(Given passage)
START

Incense is now burned, and the whole congregation praise the Lord, the ceremony resembling the description of the singers (Levites) at the consecration of the temple at Jerusalem in 2 Chron. v, 13. The highest in rank is the Khalify, who can confer the Order upon another person, as he is the substitute of the sheikh to whose Order he belongs. He may also be Khalify to several Orders, which is not usually allowed to the Naḳeeb or simple Derwish. As a rule, they are respected by anybody who knows them to be Derwishes, though much depends on the influence of the family he belongs to. Thus a Khateeb, of Beit Dejan, ridiculed a Derwish in a piece of poetry; the Derwish appealed to his Order, and the Derwishes of the region gathered in the house of the Khateeb to judge the case, and punish him accordingly.

END

(Dataset excerpts)
START

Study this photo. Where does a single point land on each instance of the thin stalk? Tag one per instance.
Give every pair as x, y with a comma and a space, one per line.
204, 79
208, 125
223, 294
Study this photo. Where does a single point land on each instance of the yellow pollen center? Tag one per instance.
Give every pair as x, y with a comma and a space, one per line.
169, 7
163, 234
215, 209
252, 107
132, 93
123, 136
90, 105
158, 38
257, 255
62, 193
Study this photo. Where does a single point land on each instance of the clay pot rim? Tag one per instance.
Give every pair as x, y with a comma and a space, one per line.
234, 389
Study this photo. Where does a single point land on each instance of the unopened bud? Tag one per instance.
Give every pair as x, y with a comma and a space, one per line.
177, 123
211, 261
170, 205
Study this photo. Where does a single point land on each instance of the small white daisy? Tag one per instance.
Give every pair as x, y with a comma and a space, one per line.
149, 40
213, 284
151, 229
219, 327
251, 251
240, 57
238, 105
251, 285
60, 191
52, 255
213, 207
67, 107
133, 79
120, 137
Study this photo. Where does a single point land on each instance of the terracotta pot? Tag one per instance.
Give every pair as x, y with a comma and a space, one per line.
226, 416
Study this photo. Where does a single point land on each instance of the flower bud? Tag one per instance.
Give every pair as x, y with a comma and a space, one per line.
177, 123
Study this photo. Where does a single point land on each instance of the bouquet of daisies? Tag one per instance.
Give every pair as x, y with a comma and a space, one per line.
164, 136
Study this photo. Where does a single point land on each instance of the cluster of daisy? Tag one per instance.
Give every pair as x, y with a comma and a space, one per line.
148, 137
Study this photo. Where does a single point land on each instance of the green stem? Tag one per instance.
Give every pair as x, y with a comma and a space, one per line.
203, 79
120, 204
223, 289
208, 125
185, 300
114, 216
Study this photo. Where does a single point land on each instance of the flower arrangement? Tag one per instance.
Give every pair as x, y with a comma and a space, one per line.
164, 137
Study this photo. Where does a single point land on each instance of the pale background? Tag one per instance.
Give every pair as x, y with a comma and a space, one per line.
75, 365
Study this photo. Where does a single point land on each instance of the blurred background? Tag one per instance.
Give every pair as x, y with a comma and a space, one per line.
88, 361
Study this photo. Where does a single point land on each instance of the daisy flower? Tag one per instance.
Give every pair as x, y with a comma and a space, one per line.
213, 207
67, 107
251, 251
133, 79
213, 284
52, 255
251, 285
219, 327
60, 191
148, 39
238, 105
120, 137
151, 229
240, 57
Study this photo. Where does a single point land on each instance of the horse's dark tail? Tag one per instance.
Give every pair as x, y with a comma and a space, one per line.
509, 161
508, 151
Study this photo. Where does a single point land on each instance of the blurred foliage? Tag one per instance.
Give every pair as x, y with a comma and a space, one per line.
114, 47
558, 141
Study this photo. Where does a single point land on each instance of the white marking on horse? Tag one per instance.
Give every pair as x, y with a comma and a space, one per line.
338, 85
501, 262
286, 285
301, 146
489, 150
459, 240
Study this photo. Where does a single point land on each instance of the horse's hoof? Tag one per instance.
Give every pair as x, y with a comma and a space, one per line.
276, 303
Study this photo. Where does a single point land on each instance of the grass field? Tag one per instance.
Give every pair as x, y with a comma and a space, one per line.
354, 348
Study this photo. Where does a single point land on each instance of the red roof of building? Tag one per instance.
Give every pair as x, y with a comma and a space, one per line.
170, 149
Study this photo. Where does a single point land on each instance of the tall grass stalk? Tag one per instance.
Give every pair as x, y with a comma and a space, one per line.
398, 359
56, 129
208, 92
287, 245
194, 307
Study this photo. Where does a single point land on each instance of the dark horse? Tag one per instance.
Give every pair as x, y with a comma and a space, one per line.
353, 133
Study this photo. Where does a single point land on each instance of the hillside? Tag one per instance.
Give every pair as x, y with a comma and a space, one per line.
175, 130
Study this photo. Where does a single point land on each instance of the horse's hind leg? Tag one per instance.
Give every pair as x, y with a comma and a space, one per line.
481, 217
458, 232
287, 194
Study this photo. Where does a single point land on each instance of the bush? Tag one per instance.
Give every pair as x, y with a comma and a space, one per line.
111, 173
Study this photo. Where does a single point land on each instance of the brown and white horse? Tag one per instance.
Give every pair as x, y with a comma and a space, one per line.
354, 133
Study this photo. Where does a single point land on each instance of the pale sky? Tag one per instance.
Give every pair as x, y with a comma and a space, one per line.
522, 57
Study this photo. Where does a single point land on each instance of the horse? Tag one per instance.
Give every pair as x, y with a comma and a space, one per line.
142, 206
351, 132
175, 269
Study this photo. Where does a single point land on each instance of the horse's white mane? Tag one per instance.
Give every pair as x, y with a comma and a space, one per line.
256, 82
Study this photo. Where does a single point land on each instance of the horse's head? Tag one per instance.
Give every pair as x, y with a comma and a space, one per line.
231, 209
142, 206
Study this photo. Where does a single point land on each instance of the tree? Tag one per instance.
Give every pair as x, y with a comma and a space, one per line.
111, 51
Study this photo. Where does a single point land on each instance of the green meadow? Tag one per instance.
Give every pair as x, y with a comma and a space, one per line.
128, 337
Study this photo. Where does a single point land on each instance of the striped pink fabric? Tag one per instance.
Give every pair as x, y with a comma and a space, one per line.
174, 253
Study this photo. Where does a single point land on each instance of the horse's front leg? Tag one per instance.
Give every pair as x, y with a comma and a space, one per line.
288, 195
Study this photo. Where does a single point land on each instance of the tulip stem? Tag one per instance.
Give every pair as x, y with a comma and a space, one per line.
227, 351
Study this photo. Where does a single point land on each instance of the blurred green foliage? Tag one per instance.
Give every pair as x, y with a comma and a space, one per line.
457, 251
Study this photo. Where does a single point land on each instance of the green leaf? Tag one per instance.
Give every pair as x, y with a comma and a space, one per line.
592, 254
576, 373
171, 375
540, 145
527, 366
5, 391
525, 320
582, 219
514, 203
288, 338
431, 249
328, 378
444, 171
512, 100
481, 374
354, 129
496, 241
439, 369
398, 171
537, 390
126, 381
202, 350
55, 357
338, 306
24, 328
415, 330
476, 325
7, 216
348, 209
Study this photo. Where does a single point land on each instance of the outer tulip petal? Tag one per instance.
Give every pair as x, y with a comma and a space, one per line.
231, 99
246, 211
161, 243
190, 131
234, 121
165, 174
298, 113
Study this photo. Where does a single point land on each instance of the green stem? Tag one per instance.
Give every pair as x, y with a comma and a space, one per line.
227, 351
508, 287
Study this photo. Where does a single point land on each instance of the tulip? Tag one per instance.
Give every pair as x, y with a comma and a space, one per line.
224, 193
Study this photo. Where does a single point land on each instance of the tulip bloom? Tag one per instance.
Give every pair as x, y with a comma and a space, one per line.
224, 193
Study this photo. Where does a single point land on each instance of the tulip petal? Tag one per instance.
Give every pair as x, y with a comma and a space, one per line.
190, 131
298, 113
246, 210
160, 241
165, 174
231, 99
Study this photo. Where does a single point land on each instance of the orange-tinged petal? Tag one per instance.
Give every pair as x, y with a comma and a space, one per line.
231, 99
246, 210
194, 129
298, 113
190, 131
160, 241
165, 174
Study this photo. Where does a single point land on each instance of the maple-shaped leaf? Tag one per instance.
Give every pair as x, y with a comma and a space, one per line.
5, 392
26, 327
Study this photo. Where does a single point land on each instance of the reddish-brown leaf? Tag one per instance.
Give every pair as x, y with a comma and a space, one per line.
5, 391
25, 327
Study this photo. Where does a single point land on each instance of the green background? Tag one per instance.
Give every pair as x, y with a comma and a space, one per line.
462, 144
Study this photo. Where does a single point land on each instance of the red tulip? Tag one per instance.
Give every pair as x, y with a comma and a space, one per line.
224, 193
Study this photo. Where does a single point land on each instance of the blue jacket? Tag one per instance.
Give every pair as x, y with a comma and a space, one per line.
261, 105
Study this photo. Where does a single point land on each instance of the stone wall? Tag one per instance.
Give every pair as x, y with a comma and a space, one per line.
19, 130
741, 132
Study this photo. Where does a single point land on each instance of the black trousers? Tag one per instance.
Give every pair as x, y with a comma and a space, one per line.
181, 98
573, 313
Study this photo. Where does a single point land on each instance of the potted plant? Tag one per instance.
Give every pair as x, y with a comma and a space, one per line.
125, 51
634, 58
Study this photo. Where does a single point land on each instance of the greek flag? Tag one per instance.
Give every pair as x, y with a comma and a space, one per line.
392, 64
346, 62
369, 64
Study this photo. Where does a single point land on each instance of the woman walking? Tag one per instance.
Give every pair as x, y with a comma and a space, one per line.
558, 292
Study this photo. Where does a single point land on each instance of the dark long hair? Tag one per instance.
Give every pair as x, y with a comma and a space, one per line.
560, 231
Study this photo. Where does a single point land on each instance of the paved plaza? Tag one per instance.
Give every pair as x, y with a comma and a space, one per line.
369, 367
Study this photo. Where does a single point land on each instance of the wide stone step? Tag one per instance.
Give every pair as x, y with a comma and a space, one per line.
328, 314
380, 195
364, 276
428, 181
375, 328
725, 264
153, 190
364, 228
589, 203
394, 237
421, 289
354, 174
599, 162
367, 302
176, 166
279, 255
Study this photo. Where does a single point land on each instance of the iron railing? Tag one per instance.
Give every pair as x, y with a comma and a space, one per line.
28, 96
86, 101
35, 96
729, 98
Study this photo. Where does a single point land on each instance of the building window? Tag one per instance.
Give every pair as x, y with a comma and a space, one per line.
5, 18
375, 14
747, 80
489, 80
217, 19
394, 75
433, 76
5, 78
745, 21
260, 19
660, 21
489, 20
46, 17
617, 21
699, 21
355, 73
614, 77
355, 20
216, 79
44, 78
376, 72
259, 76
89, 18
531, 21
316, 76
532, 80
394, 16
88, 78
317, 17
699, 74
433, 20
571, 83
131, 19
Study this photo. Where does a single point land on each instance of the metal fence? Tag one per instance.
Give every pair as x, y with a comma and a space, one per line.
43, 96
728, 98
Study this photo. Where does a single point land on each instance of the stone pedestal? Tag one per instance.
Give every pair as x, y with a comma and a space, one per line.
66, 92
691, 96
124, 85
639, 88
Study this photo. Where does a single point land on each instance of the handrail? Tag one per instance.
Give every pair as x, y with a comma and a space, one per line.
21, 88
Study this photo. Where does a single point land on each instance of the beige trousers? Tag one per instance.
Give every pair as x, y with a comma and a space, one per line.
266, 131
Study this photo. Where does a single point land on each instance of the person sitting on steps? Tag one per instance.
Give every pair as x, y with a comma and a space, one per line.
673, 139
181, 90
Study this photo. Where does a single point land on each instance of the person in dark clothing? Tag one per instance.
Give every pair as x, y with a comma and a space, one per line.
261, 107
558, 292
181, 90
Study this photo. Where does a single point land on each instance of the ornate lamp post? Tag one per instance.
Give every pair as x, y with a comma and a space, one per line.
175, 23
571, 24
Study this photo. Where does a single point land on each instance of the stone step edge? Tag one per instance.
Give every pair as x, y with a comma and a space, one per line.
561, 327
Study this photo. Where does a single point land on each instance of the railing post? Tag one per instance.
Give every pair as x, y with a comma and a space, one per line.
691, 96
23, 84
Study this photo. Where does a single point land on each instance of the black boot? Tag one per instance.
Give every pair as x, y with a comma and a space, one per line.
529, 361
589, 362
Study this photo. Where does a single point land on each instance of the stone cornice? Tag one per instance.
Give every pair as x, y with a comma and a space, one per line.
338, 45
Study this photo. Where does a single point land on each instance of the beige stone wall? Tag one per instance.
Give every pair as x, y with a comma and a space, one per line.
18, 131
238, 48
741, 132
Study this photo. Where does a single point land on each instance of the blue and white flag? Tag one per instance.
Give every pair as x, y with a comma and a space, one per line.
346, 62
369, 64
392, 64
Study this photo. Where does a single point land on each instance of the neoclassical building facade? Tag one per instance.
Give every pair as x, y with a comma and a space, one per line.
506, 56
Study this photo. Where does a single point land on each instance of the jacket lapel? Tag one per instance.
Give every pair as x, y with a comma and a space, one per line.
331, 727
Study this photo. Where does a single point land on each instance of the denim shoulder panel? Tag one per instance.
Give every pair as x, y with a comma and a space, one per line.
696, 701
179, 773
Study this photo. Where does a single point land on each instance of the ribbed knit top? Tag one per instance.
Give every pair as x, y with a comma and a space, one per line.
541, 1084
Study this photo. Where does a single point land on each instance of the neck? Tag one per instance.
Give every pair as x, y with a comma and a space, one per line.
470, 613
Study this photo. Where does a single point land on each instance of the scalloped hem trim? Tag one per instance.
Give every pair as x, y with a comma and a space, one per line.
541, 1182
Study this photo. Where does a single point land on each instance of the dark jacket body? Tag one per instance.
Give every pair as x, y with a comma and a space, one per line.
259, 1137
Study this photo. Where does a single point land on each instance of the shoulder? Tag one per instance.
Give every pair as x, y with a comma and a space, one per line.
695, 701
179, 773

END

(Exercise requirements)
1 > In the passage on Derwishes, translate this sentence into Spanish: "The highest in rank is the Khalify, who can confer the Order upon another person, as he is the substitute of the sheikh to whose Order he belongs."
2 > Resize the coordinates in the stretch of the listing from the line containing "trim? Tag one per instance." through the end of the listing, with both ends included. Repeat only those lines, requests included, multiplying every coordinate in the answers by 1.6 and rounding to whole numbers, with halves rounded up.

(Expected outputs)
1 > El de mayor rango es el Khalify, que puede conferir la Orden a otra persona, ya que es el sustituto del jeque a cuya Orden pertenece.

2 >
Study this photo. Where does a single point land on each instance of the scalloped hem trim? Tag one per instance.
Give every pair as x, y with a comma and a space, one per line.
866, 1891
Study this photo. Where does a single point land on each instance of the dark jacket body? Tag one per instance.
Give every pair as x, y with a comma and a space, one per line.
414, 1819
Study this photo. Where does a single point land on each instance of the shoulder? Tag one per instance.
Give every pair as x, y with a comma and a space, one per line.
1112, 1122
286, 1237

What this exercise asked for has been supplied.